• **What is asked**
Convert every line of the items below into a Markdown table with the columns Row and Line. Number the rows in order and leave out blank lines.

== Data ==

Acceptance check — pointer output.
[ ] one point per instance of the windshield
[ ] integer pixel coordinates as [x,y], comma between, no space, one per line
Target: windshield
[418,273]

===

• **Output of the task**
| Row | Line |
|---|---|
| 1 | Acceptance check — pointer output. |
| 2 | [ ] one point per instance of the windshield |
| 3 | [ ] integer pixel coordinates as [x,y], comma between, no space, one per line |
| 4 | Target: windshield |
| 5 | [418,273] |